### Given task 1
Retype the part of the compliance briefing from "SM&CR is not" to "Approach as published." word for word.

───── Reading passage

Compliance Briefing · 9 min read

SM&CR and AI: Who's Accountable When an Agent Goes Wrong?

A working answer to the question every Senior Manager at a UK regulated firm is now asking — how Senior Manager Function holders attest to AI systems they did not build, write, or fully understand.

Published 30 April 2026 · By Sunny Patel, Founder, Agentic AI Associates

Informational only, not legal advice. Confirm interpretations with your firm's legal and compliance teams.

The thesis

SM&CR is not technology-neutral. It was written before agentic AI existed, and the answer to "who is accountable when an agent goes wrong?" is the same answer SM&CR gave in 2016 to the question "who is accountable when an outsourced provider goes wrong?" — the regulated firm, through a named Senior Manager Function holder, with a Statement of Responsibility that covers the relevant area. AI changes the operational mechanics of accountability, not its location.

This page maps the question through six common scenarios, names the SMF role that ends up accountable in each, and lists the evidence that holder needs to be holding when supervision asks. It draws on the engagements we run with regulated firms in 2025–2026 — wealth, savings, payments, and insurance — and on the FCA's AI Approach as published.

The accountability map (six scenarios)

Each scenario names the SMF role most often accountable, and the evidence that holder must be able to produce on demand. The mapping is not law. It is the operational pattern we have seen survive supervisory scrutiny.

Scenario Accountable Evidence required
AI system makes a wrong call on a regulated decision (e.g. suitability, fraud, vulnerable-customer support) SMF holder for the business area where the decision was made (typically SMF24, SMF18, or the relevant business head with a Statement of Responsibility covering AI) Boundary document, decision log with agent rationale, sample-review records, and the Senior Manager's most recent attestation
Vendor model used by an AI system is deprecated or behaves differently after an update SMF holder for the system + SMF4 (Chief Risk) for the model-risk dimension Version pin in the AI Risk Register entry, model change-control log, regression-test results
AI system breaches a customer-data class it should not have accessed SMF24 (Chief Operations) plus SMF17 (MLRO) if AML/KYC, plus the DPO operating under SMF16 (Compliance) Boundary document, IAM scope, audit log of the breach, incident report
Engineering team uses AI coding assistant and ships a regulatory-affecting bug SMF24 (or whoever holds the Statement of Responsibility for engineering) for the bug; the AI assistant is a tool, not the accountable party Code review record, test coverage at point of release, whether the AI assistant was logged as the source of the change
AI-driven communication produces misleading information to a customer SMF16 (Compliance Oversight) for the perimeter breach; SMF for the business area for the customer outcome Communication log, AI rationale, plain-English testing record, vulnerable-customer review
Third-party AI vendor has an outage that breaches an Important Business Service impact tolerance SMF24 + SMF for Operational Resilience (often SMF1 in smaller firms) Outsourcing register, IBS mapping, scenario-tested fallback, outage timeline

Three rules for SMF holders inheriting AI

Rule 1 — Boundary before output

An SMF holder should never attest to "the AI works." They should attest to the AI operated within its boundary. The boundary is the document — the Agentic Capability Boundary in our playbook — that names every system the AI is allowed to read or act on, every data class it can touch, and every action it cannot take. If the boundary is correctly enforced and the audit trail confirms it, the SMF holder can attest with confidence even on systems they did not build and would not understand at code level.

──────────
───── Dataset rows

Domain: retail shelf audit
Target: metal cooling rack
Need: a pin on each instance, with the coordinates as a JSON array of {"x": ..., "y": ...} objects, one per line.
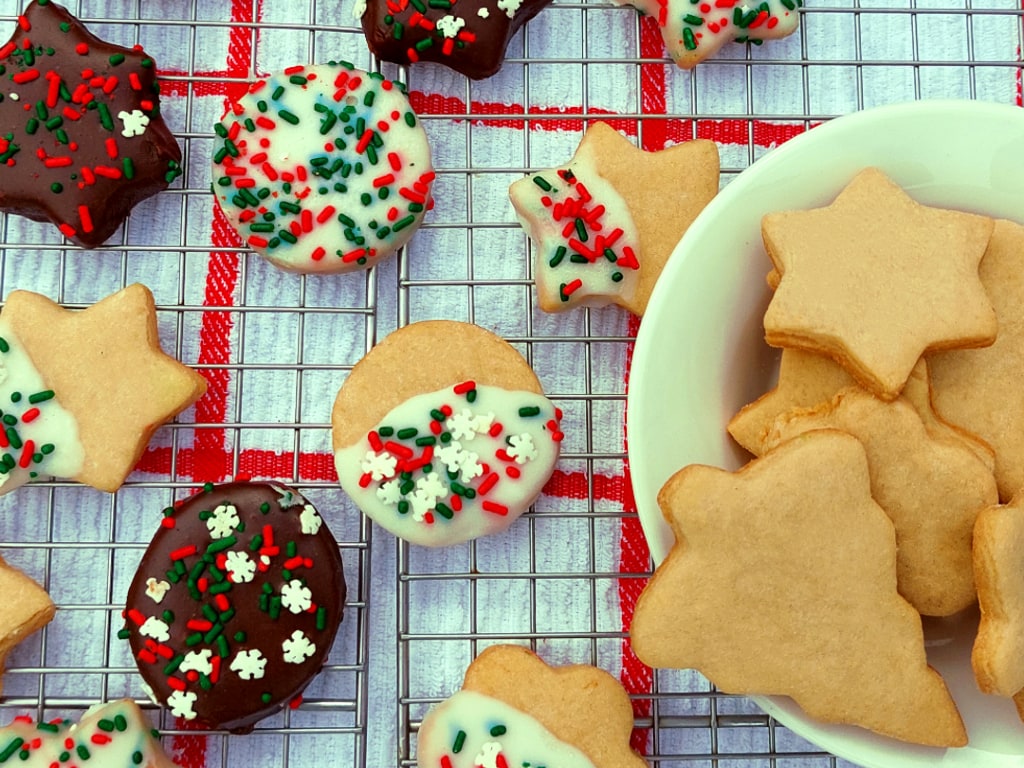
[{"x": 84, "y": 546}]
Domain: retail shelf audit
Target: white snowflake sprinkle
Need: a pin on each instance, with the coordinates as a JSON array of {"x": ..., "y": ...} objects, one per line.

──────────

### Given task 2
Write out all the source rows again, requests included, with every coordinate in their answers multiplied by 2.4 and rounded to a whole number, halves rounding up. Leave the pictures out.

### Finished answer 1
SM&CR is not technology-neutral. It was written before agentic AI existed, and the answer to "who is accountable when an agent goes wrong?" is the same answer SM&CR gave in 2016 to the question "who is accountable when an outsourced provider goes wrong?" — the regulated firm, through a named Senior Manager Function holder, with a Statement of Responsibility that covers the relevant area. AI changes the operational mechanics of accountability, not its location.

This page maps the question through six common scenarios, names the SMF role that ends up accountable in each, and lists the evidence that holder needs to be holding when supervision asks. It draws on the engagements we run with regulated firms in 2025–2026 — wealth, savings, payments, and insurance — and on the FCA's AI Approach as published.

### Finished answer 2
Domain: retail shelf audit
Target: metal cooling rack
Need: a pin on each instance, with the coordinates as a JSON array of {"x": ..., "y": ...} objects, one per line.
[{"x": 202, "y": 1310}]
Domain: retail shelf audit
Target: white snowflake sprinkle
Need: a pin on each instance, with the coordinates as a JSON array of {"x": ..., "y": ...} objects, one per line.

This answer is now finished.